• [Problems to work on]
1. Reproduce part of the article on Lord Hunt and NHS IT below word for word, beginning at the words "The group is" and stopping after the words "administration systems (PAS).".
2. Using the article on Lord Hunt and NHS IT below, answer these questions:
(a) With which body will Lord Hunt form the high-level group?
(b) By what date are a number of key measures in NLOP due to be carried out?
(c) Who is the chief executive of Connecting for Health?

Health minister Lord Hunt has announced that he is to form a high-level group with the Academy of Medical Royal Colleges to encourage buy-in at a local level in the NHS.

Hunt told the Commons Health Select Committee he intends to ensure that NHS strategic health authorities (SHAs) get more involved with the national programme as it moves towards the National Programme for IT Local Ownership Programme (NLOP) phase.

“I will be establishing a co-group with the academy, which I will be co-chairing to encourage buy-in at a local level. More local involvement is needed and the chief executive of the NHS, David Nicholson, has also made it clear that IT will have to be a high priority, and is urging SHA’s to take responsibility for implementation.

“What has been achieved are very good foundations, that is why I agreed to establish the high level group. Inevitably, you can never satisfy every single user. Local NHS organisations must remember that they are accountable for the implementation of improved IT. NLOP enables them to define their own priorities and the IT support they

require, based on their business plans.”

The group is one of the ways that Lord Hunt identified to tackle what he described as four major challenges in NPfIT.

He added: “One of the problems of IT historically is that many senior managers in the NHS did not give it the priority it deserved. That was one of the reasons for a top down national programme…now is the time that we really do need to get the managerial buy-in.”

The main problems he identified with the programme were the rollout of summary care records (SCR) and patient administration systems (PAS).

“These are major challenges, but I am sure it was right spending more time on making sure the SCR was right and ready for testing at early adopter sites. PAS deployments were always going to be hugely challenging and never going to be easy, but I think that in the next two years we will have made huge advances.”

A number of key measures in NLOP, including getting the key people in place, providing a detailed organisational design, and transferring some of the responsibilities for implementing the programme, are due to be carried out by 31 July.

Lord Hunt said it was now crucial that local service providers begin working with SHAs to plan ahead for IT deployments in their region.

“We expect LSPs and contractors to work well with the SHAs to ensure that they decide when systems will go into the healthcare economy in their region. David Nicholson and I have stressed this point and we will keep pushing for a stronger engagement throughout the NHS.”

Richard Granger, chief executive of Connecting for Health, the agency supporting delivery of NLOP, said that this [local engagement] had already begun with the Southern cluster working on a re-scheduling of Cerner Millennium Release 1 to ensure that it meets the trust’s needs adequately.

• [Extracted entries]
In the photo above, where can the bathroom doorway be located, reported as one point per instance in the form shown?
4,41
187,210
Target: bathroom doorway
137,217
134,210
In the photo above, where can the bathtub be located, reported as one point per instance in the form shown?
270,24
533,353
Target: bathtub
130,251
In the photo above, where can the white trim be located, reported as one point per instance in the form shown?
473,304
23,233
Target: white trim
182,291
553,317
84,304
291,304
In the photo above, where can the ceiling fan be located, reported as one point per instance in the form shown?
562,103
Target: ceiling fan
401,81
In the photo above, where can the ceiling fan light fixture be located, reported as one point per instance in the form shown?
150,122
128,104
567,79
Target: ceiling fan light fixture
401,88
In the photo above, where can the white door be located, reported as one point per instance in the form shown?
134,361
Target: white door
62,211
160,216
==
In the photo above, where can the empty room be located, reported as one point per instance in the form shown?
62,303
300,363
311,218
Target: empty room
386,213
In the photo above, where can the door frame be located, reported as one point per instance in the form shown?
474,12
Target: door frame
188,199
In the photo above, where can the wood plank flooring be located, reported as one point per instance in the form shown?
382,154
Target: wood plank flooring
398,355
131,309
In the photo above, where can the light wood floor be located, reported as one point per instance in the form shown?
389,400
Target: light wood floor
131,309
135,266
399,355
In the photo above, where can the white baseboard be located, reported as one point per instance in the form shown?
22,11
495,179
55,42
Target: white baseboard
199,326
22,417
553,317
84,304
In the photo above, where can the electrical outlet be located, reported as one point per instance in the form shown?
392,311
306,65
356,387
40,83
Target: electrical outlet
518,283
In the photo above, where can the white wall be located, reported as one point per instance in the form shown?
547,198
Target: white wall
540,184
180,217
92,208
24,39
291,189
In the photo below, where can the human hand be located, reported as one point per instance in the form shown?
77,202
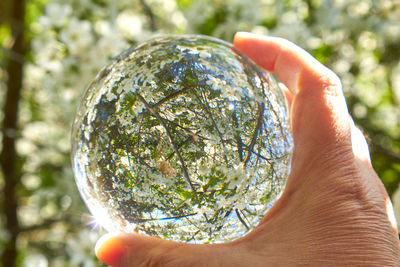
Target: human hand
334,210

• [Outputs in order]
1.
The group is one of the ways that Lord Hunt identified to tackle what he described as four major challenges in NPfIT.

He added: “One of the problems of IT historically is that many senior managers in the NHS did not give it the priority it deserved. That was one of the reasons for a top down national programme…now is the time that we really do need to get the managerial buy-in.”

The main problems he identified with the programme were the rollout of summary care records (SCR) and patient administration systems (PAS).

2.
(a) The Academy of Medical Royal Colleges.
(b) 31 July.
(c) Richard Granger.